TASK BRIEF
In the listing below, please print the line that contains "Where can you spot the evergreen" and every line that follows it, exactly.

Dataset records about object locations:
◆ ◆ ◆ ◆

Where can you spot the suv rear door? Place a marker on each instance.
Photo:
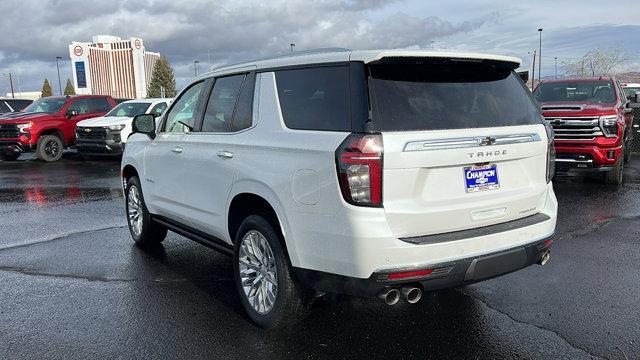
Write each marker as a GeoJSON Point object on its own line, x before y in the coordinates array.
{"type": "Point", "coordinates": [213, 150]}
{"type": "Point", "coordinates": [442, 123]}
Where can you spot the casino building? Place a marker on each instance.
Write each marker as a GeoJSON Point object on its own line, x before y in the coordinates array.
{"type": "Point", "coordinates": [112, 66]}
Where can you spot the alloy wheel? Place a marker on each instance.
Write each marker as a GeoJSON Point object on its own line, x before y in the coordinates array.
{"type": "Point", "coordinates": [258, 272]}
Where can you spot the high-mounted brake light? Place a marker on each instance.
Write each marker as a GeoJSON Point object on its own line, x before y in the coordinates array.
{"type": "Point", "coordinates": [359, 164]}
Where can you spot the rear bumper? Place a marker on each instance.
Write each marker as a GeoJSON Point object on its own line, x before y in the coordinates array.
{"type": "Point", "coordinates": [444, 275]}
{"type": "Point", "coordinates": [15, 146]}
{"type": "Point", "coordinates": [586, 157]}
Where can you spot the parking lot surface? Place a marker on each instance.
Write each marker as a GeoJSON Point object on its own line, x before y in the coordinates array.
{"type": "Point", "coordinates": [73, 286]}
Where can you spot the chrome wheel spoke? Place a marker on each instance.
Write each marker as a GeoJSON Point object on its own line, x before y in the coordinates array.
{"type": "Point", "coordinates": [258, 273]}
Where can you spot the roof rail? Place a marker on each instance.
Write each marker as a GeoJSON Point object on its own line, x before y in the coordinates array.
{"type": "Point", "coordinates": [284, 55]}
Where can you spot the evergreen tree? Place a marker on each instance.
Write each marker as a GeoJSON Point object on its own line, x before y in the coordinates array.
{"type": "Point", "coordinates": [162, 78]}
{"type": "Point", "coordinates": [68, 89]}
{"type": "Point", "coordinates": [46, 88]}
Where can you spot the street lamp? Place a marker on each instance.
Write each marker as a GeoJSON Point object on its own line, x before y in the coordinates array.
{"type": "Point", "coordinates": [540, 56]}
{"type": "Point", "coordinates": [58, 67]}
{"type": "Point", "coordinates": [533, 69]}
{"type": "Point", "coordinates": [11, 84]}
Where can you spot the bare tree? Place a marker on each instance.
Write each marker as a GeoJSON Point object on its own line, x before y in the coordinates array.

◆ ◆ ◆ ◆

EXERCISE RESPONSE
Where can you spot the evergreen tree? Place a marker on each instance.
Write each marker as a GeoJSON Point object on its own line, x before y in the coordinates array.
{"type": "Point", "coordinates": [162, 78]}
{"type": "Point", "coordinates": [68, 89]}
{"type": "Point", "coordinates": [46, 88]}
Where can you spot the street lamp? Place a marker on each instance.
Write each marker as a GeoJSON Point object on its own line, x before y in the coordinates array.
{"type": "Point", "coordinates": [540, 56]}
{"type": "Point", "coordinates": [58, 67]}
{"type": "Point", "coordinates": [533, 69]}
{"type": "Point", "coordinates": [11, 84]}
Where can you spot the bare tree? Place a marker on each instance.
Write each marker as a GeoJSON Point object on its own line, x before y in the coordinates array.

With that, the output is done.